Datos disponibles.
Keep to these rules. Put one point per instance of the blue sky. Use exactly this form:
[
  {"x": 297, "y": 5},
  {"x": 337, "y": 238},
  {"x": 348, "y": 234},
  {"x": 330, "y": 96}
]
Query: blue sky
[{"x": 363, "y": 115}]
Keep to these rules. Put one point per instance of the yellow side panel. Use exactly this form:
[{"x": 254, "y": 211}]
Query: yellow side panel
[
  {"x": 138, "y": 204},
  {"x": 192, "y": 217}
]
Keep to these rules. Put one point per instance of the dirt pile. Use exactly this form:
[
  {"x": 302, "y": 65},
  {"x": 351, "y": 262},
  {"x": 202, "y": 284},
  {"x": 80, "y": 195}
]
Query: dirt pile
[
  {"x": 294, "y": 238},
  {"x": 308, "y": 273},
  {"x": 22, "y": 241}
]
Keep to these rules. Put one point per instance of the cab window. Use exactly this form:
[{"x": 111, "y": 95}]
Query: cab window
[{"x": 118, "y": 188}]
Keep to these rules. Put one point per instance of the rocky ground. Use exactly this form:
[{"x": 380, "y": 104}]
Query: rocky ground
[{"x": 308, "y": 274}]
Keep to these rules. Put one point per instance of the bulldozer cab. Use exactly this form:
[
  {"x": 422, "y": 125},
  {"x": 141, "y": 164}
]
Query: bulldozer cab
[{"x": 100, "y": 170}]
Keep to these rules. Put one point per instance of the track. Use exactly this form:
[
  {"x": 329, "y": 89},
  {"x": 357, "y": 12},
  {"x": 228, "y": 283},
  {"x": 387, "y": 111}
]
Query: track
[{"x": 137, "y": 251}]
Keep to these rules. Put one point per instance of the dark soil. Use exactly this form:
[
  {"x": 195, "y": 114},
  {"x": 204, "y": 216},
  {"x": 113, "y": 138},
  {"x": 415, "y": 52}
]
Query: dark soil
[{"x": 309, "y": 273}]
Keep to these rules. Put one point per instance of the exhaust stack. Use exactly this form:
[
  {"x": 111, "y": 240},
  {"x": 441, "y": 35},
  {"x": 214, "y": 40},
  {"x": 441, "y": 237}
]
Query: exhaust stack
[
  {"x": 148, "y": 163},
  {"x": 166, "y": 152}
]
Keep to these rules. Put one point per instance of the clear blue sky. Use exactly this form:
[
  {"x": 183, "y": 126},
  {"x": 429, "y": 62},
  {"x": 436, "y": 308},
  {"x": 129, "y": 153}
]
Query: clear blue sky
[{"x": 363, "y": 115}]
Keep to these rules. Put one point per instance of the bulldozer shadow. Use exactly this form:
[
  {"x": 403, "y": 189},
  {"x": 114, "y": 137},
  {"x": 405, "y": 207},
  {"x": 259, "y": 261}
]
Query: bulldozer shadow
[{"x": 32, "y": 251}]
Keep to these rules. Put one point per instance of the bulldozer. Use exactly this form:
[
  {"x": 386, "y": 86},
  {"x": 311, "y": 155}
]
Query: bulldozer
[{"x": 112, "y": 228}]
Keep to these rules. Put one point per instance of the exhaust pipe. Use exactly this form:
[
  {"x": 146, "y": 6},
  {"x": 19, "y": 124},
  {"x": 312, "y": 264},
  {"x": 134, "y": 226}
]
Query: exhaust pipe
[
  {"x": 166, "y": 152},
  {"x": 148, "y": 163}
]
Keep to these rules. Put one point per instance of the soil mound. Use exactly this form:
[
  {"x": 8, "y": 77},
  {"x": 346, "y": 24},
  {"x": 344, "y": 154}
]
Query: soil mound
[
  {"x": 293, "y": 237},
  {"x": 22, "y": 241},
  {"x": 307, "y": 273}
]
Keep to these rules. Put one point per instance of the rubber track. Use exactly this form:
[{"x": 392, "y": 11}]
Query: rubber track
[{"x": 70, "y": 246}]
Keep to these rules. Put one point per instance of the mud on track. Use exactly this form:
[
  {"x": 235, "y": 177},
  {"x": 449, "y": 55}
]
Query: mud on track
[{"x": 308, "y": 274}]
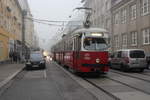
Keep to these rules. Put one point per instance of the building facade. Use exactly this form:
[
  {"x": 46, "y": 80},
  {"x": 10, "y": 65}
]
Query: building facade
[
  {"x": 28, "y": 24},
  {"x": 131, "y": 24},
  {"x": 10, "y": 28}
]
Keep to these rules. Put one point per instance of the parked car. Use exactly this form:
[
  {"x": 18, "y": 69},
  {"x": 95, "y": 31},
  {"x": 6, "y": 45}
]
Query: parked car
[
  {"x": 36, "y": 60},
  {"x": 127, "y": 59}
]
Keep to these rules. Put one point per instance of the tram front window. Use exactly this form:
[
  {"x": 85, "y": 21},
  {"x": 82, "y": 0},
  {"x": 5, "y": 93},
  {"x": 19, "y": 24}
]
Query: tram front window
[{"x": 91, "y": 43}]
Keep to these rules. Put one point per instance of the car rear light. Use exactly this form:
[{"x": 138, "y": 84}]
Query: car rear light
[{"x": 126, "y": 59}]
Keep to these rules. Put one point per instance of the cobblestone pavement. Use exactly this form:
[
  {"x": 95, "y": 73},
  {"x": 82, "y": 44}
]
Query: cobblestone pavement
[{"x": 50, "y": 84}]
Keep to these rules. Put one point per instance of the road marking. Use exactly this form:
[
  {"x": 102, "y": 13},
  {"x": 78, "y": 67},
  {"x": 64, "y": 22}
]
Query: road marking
[{"x": 45, "y": 75}]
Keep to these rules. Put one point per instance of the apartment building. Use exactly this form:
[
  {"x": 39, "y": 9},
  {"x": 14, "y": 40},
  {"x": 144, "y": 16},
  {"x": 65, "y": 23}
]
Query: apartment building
[
  {"x": 29, "y": 24},
  {"x": 131, "y": 24},
  {"x": 10, "y": 28}
]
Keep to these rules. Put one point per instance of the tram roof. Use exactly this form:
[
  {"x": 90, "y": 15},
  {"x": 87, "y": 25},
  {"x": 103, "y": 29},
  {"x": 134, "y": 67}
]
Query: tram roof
[{"x": 91, "y": 30}]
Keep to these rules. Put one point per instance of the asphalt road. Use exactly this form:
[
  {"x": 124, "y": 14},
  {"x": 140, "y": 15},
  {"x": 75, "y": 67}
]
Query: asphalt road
[{"x": 49, "y": 84}]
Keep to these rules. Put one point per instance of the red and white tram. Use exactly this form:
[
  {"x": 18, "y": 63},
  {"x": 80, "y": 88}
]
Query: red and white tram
[{"x": 84, "y": 50}]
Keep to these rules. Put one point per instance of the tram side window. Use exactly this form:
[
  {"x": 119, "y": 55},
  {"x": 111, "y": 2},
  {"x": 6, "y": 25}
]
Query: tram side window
[{"x": 77, "y": 43}]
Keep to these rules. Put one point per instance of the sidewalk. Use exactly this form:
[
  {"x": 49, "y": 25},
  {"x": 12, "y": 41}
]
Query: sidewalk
[{"x": 9, "y": 71}]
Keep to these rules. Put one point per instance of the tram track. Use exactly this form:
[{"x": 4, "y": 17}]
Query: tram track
[
  {"x": 106, "y": 88},
  {"x": 141, "y": 76}
]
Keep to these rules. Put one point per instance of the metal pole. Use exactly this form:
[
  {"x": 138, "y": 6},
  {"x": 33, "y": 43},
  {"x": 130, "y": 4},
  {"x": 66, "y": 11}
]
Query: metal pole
[{"x": 24, "y": 13}]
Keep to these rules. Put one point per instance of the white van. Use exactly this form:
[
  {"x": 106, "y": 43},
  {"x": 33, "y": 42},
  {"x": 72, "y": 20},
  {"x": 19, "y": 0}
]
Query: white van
[{"x": 126, "y": 59}]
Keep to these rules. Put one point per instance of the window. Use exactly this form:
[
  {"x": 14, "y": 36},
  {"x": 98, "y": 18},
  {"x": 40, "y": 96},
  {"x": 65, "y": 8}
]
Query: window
[
  {"x": 146, "y": 36},
  {"x": 144, "y": 7},
  {"x": 133, "y": 12},
  {"x": 123, "y": 16},
  {"x": 124, "y": 40},
  {"x": 133, "y": 38}
]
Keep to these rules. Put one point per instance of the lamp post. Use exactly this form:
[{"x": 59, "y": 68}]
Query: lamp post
[{"x": 24, "y": 13}]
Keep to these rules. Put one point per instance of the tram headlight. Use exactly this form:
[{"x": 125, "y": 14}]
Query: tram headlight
[{"x": 97, "y": 60}]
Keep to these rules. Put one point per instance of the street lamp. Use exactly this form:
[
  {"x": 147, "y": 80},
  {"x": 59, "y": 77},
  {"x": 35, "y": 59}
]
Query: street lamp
[{"x": 87, "y": 22}]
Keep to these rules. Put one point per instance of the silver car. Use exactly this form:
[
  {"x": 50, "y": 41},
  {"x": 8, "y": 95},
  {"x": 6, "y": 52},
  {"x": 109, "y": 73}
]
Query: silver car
[{"x": 129, "y": 59}]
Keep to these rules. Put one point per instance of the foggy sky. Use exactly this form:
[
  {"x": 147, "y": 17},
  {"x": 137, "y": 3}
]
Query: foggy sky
[{"x": 51, "y": 10}]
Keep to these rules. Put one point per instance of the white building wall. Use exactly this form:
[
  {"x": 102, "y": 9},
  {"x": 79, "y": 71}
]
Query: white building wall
[{"x": 29, "y": 25}]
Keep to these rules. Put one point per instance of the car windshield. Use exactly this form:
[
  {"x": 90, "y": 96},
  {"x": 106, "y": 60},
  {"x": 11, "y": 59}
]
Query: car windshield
[
  {"x": 137, "y": 54},
  {"x": 91, "y": 43},
  {"x": 36, "y": 56}
]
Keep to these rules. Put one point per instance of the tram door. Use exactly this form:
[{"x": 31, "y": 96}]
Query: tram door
[{"x": 76, "y": 49}]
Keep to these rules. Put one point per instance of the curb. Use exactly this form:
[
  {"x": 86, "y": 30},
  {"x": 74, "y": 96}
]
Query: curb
[{"x": 4, "y": 82}]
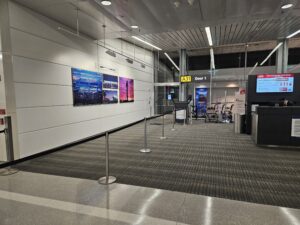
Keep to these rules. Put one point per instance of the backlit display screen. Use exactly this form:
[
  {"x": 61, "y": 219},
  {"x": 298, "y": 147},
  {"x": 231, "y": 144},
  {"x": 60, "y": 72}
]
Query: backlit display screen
[{"x": 275, "y": 83}]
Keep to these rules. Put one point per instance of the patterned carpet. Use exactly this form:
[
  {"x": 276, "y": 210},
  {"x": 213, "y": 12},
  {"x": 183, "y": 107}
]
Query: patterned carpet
[{"x": 206, "y": 159}]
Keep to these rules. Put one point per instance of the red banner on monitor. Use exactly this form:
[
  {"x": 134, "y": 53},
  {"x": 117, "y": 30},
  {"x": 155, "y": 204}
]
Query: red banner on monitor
[{"x": 275, "y": 83}]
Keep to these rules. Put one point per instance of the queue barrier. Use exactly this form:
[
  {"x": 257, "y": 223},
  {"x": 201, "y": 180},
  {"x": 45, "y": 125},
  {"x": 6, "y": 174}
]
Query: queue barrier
[
  {"x": 108, "y": 179},
  {"x": 9, "y": 147}
]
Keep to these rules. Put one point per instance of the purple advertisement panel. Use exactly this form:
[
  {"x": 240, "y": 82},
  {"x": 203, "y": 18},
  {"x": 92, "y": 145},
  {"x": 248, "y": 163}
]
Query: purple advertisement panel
[
  {"x": 126, "y": 90},
  {"x": 201, "y": 101},
  {"x": 110, "y": 96},
  {"x": 87, "y": 87}
]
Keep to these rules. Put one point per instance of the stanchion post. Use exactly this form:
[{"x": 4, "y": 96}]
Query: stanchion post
[
  {"x": 9, "y": 147},
  {"x": 191, "y": 115},
  {"x": 163, "y": 129},
  {"x": 145, "y": 149},
  {"x": 107, "y": 179}
]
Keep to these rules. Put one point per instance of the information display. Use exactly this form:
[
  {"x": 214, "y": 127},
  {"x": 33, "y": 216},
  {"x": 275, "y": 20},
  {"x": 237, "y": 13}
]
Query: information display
[
  {"x": 126, "y": 90},
  {"x": 110, "y": 89},
  {"x": 201, "y": 101},
  {"x": 275, "y": 83},
  {"x": 87, "y": 87}
]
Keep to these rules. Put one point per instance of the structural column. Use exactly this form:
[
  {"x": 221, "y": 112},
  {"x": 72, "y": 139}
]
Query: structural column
[
  {"x": 7, "y": 80},
  {"x": 282, "y": 57},
  {"x": 183, "y": 71}
]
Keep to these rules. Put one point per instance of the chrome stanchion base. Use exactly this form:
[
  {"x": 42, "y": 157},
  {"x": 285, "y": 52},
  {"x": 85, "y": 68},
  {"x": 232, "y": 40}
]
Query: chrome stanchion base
[
  {"x": 110, "y": 180},
  {"x": 147, "y": 150},
  {"x": 8, "y": 171}
]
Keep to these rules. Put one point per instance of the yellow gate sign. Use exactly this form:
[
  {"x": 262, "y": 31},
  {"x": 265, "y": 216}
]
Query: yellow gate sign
[{"x": 185, "y": 79}]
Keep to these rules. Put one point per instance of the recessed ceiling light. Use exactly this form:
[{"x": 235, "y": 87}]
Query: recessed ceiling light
[
  {"x": 286, "y": 6},
  {"x": 147, "y": 43},
  {"x": 166, "y": 54},
  {"x": 106, "y": 2},
  {"x": 293, "y": 34}
]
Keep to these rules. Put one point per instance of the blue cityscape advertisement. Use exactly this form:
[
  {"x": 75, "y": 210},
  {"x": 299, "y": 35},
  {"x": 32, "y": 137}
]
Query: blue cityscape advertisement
[
  {"x": 201, "y": 101},
  {"x": 87, "y": 87}
]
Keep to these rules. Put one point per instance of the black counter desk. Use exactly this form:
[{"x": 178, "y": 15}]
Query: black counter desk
[{"x": 273, "y": 125}]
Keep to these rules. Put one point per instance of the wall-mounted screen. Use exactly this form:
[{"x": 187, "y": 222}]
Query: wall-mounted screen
[
  {"x": 201, "y": 101},
  {"x": 126, "y": 90},
  {"x": 110, "y": 96},
  {"x": 110, "y": 89},
  {"x": 275, "y": 83},
  {"x": 110, "y": 82},
  {"x": 87, "y": 87}
]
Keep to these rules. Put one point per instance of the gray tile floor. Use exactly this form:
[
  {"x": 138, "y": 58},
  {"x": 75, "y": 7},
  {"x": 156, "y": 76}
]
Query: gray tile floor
[
  {"x": 39, "y": 199},
  {"x": 206, "y": 159}
]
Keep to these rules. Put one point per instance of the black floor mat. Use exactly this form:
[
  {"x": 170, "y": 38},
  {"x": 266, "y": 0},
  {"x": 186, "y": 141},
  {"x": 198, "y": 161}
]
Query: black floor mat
[{"x": 206, "y": 159}]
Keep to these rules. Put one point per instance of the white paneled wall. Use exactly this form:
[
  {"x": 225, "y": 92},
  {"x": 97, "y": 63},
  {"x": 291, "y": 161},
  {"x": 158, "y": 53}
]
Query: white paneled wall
[{"x": 42, "y": 60}]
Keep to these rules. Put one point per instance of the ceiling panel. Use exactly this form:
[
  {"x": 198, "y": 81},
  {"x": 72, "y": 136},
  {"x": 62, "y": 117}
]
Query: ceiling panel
[{"x": 175, "y": 24}]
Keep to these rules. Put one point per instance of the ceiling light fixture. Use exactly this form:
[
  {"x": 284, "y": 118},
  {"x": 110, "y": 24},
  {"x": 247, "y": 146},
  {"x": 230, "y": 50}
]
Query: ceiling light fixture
[
  {"x": 166, "y": 54},
  {"x": 287, "y": 6},
  {"x": 111, "y": 53},
  {"x": 106, "y": 2},
  {"x": 208, "y": 34},
  {"x": 147, "y": 43},
  {"x": 254, "y": 67},
  {"x": 293, "y": 34},
  {"x": 271, "y": 53}
]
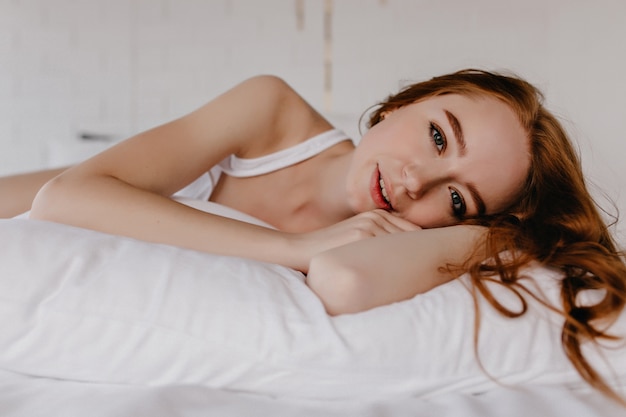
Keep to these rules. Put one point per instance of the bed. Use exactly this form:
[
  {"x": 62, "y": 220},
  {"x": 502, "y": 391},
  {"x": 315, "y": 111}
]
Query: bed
[{"x": 102, "y": 325}]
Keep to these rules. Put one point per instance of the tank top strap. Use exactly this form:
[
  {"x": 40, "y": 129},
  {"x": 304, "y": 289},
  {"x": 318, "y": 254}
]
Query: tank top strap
[{"x": 250, "y": 167}]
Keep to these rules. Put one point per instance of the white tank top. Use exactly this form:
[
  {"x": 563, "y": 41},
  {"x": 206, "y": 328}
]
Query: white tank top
[{"x": 202, "y": 188}]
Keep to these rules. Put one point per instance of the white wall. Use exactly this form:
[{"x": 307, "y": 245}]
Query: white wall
[{"x": 120, "y": 66}]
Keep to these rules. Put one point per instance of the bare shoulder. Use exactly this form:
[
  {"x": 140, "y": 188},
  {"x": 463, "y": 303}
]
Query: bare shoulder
[{"x": 283, "y": 117}]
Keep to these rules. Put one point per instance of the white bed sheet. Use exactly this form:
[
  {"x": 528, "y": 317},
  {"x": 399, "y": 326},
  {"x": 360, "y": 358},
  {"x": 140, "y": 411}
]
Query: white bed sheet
[{"x": 24, "y": 396}]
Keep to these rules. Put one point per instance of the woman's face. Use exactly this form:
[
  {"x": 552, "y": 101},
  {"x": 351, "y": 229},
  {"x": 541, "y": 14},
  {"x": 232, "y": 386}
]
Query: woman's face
[{"x": 439, "y": 160}]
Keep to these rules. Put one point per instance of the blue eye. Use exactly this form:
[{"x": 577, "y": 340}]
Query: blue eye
[
  {"x": 458, "y": 205},
  {"x": 438, "y": 138}
]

Tarea asignada. Pon en una lista numerada las líneas del material que van desde la que contiene "the blue eye." hasta el final del material, las dos incluidas. Deja fuera las líneas en blanco.

Respuesta esperada.
1. Keep to these rules. Put one point per instance of the blue eye. Use exactly this form:
2. [{"x": 577, "y": 340}]
3. Query: blue eye
4. [
5.   {"x": 458, "y": 205},
6.   {"x": 438, "y": 138}
7. ]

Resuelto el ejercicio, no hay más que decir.